This paper is composed as follows. Section 2 presents the literature review and selection methodology. In the literature review, references are classified as four major criteria and 11 sub-criteria and assessment of the weighting and analysis method. In selection methodology, GIS-MCDM for criteria and restriction date collection, AHP for criteria weighting, and TOPSIS for performance matrix generation and evaluation are explained. Section 3 provides results that shows optimum region of Saudi Arabia to host PV system facilities. Finally, the conclusion is given in Section 4.

2. PV System Site Selection

The selection of a suitable site is the basic important step towards developing a feasible and efficient PV System project. The process of conducting a solar site analysis considers decision criteria and restriction factors that may have technical, financial, social, and environmental impacts [25]. However, it was recognized by many researchers that site selection along with careful design, allow the impacts to be mitigated [26]. It is a crucial, strategic step for Saudi Arabia to document as much as possible of potential sites for which certain criteria are applied to achieve the highest possible production with less negative impacts as possible. Therefore, when it comes to solar farm site selection, there are two key tools available to the decision maker: MCDM techniques and GIS software [8]. Their complimentary nature makes them very useful tools in the analysis process of selecting the best potential site [9].
MCDM is a form of a numerical integrated technique that can provide solutions to evaluate the sustainability. In addition, it helps to deal with the operations of decision making, in the presence of multiple alternatives featuring high uncertainty. However, a decision-maker is required to choose among those alternatives, which usually contain complex problems, conflicting objectives, and different forms of data. Therefore, the solution is highly dependent on the preferences of the decision-maker and it is normally aimed at identifying the most efficient options at a low cost. In most of the cases, several decision-makers cooperated to identify the criteria. Each group brings along different criteria and points of view that must be resolved within a framework of understanding and mutual compromise [27].
A GIS can be defined as an information system that is designed to work with spatially referenced data. Furthermore, it can deal with those data, by analyzing, storing, modeling, managing, and mapping them [9].
However, employing MCDM techniques, integrated with GIS, leads to choose the suitable decision regardless the effect of many factors in the decision process. Hence, the site selection of large-scale PV system, depending on the analyzed data by GIS and MCDM techniques, offers significant advantages as follows [28]:
  • Enhancing the performance of the system; if the site has suitable climate conditions such as high solar irradiance, moderate temperatures, and long days hours per year.
  • Optimizing the installations by building the PV system on a flat ground, facing the south and avoiding the shadow.

Extracted data:
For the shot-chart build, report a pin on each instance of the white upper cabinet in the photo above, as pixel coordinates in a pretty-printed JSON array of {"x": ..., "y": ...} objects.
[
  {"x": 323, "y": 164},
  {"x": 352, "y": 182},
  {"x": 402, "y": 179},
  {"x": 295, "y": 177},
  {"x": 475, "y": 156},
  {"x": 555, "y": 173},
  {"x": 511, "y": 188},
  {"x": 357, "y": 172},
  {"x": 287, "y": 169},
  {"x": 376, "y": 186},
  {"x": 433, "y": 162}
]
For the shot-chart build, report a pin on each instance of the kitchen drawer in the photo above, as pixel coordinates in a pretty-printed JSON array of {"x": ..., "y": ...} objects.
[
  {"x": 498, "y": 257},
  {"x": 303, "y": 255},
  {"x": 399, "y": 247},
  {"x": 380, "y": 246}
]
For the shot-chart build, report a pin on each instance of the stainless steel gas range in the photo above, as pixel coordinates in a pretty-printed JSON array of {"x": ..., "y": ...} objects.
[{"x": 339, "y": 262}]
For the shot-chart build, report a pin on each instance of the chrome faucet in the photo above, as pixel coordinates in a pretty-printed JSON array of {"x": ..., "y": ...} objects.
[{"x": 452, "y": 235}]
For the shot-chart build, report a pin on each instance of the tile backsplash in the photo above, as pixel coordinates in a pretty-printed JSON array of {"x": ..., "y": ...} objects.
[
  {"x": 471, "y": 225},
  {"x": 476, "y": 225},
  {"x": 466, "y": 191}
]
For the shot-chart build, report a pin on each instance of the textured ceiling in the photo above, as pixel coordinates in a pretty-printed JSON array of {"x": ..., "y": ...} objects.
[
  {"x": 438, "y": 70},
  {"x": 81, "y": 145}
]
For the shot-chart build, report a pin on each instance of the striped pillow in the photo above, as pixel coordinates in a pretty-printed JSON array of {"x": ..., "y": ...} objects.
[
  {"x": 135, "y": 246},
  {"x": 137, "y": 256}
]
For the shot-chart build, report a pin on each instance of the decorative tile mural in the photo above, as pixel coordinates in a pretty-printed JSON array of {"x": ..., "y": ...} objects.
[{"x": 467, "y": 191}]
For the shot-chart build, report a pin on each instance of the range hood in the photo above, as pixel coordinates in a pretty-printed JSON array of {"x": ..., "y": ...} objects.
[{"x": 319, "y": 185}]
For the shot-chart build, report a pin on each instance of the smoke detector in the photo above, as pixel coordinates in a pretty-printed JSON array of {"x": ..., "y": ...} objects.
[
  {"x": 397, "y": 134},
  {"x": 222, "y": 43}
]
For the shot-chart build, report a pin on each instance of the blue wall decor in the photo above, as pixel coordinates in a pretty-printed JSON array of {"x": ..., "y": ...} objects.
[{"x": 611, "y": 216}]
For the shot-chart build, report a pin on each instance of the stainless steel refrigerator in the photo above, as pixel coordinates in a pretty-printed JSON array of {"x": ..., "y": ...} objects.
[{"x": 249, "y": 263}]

---

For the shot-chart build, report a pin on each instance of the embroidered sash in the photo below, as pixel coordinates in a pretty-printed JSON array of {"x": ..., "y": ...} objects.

--

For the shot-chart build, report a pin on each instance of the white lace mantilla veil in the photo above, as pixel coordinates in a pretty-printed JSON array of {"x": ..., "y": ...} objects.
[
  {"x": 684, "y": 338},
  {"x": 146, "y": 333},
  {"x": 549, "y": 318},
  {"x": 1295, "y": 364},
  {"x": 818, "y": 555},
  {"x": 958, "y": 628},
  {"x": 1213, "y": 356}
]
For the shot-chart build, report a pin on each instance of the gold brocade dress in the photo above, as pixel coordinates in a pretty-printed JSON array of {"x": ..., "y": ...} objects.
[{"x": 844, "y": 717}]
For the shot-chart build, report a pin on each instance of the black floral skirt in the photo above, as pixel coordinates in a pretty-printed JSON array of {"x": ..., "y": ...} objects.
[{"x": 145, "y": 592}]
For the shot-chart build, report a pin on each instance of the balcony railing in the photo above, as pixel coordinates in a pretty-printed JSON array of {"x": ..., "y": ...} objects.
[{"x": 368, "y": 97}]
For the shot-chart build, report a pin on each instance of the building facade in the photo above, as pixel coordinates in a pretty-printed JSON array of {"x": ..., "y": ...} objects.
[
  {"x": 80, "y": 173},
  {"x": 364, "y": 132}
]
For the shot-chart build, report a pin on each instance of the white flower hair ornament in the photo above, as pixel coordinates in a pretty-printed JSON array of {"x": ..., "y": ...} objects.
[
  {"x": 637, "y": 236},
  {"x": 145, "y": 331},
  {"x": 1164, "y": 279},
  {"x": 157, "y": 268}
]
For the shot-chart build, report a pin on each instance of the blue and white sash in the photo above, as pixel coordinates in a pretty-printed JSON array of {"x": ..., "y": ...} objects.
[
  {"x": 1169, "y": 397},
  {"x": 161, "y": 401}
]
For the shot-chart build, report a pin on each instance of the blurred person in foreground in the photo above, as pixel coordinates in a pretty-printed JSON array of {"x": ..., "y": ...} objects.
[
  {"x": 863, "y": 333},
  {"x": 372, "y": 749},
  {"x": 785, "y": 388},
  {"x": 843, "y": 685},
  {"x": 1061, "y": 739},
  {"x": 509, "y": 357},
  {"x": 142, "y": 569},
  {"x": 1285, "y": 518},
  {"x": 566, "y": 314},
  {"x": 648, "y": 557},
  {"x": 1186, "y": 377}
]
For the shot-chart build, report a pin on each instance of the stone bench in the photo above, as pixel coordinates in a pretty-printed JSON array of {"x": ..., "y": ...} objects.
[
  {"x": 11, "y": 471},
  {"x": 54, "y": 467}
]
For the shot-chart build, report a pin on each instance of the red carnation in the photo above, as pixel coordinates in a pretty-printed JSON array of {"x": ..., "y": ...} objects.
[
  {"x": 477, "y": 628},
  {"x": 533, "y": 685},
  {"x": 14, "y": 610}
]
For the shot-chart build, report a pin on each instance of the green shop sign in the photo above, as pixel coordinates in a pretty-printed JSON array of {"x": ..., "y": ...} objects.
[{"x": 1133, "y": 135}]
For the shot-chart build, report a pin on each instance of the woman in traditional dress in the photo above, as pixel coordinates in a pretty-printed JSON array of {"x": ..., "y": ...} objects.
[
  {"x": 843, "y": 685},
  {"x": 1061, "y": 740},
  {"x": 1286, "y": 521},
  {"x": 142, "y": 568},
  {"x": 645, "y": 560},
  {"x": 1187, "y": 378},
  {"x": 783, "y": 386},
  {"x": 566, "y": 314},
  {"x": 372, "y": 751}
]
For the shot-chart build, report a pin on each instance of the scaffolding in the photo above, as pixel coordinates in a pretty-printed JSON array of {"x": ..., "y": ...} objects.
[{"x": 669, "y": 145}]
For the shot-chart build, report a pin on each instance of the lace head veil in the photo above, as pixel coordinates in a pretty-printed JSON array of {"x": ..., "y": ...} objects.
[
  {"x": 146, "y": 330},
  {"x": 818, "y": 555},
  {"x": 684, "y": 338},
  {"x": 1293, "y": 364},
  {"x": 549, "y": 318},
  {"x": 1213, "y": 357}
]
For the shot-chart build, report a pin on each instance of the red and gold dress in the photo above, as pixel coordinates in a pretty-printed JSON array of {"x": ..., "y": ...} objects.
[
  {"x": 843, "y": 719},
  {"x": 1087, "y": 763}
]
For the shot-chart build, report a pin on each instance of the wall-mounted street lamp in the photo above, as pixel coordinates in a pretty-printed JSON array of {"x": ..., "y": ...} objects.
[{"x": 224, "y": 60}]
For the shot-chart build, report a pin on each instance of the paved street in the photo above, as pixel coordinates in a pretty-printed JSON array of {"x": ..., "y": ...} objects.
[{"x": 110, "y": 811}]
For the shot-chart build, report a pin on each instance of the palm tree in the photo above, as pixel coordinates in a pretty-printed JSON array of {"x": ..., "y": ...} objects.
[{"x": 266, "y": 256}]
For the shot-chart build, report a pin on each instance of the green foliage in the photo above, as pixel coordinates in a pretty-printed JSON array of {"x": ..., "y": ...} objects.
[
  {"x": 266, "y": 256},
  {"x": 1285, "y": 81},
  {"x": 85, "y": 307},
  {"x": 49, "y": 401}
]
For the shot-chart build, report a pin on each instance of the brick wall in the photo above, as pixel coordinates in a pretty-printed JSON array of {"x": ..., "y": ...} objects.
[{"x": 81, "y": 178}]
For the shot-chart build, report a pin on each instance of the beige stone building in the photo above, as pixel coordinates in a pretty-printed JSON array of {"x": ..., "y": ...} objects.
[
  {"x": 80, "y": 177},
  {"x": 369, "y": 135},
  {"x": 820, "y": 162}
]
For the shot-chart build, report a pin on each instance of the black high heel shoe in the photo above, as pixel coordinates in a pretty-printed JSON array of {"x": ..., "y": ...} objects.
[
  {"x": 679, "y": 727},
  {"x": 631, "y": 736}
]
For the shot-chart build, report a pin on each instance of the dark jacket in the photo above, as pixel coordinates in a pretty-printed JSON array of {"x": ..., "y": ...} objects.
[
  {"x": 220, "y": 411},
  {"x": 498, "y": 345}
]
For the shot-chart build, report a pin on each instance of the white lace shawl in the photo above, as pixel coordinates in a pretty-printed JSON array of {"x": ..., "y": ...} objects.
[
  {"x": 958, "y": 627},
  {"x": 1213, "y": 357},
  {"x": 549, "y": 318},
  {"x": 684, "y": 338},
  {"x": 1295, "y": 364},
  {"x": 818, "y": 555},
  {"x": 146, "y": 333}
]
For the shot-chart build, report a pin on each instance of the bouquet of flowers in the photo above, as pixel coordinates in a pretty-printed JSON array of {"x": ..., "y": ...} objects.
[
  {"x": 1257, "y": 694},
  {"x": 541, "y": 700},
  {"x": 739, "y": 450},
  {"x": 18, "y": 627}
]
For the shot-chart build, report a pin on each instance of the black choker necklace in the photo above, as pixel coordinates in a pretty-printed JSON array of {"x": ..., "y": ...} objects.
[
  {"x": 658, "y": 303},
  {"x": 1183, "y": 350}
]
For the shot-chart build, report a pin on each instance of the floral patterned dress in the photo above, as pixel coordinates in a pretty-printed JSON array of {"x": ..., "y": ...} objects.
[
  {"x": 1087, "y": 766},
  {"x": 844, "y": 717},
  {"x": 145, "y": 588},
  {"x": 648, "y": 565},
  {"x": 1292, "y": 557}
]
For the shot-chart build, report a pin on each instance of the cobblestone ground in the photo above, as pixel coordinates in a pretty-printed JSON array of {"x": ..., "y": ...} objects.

Tasks to complete:
#1 In the passage on PV system site selection, what makes the solution depend heavily on the preferences of the decision-maker? Answer in one to three sentences.
#2 Please answer these questions from the passage on PV system site selection:
(a) How many major criteria and sub-criteria are used to classify the references in the literature review?
(b) Which method is used for criteria weighting?
(c) Which direction should a PV system face to optimize the installation?
#3 Say whether each statement agrees with the passage on PV system site selection, and quote the words that decide it.
(a) TOPSIS is used for criteria weighting.
(b) A GIS is designed to work with spatially referenced data.
(c) The conclusion is given in Section 3.

Per-task answers:
#1 The decision-maker has to choose among multiple alternatives. These alternatives usually involve complex problems, conflicting objectives, and different forms of data, so the outcome depends heavily on the decision-maker's preferences.

#2
(a) Four major criteria and 11 sub-criteria.
(b) AHP.
(c) South.

#3
(a) No: "AHP for criteria weighting"
(b) Yes: "an information system that is designed to work with spatially referenced data"
(c) No: "Finally, the conclusion is given in Section 4."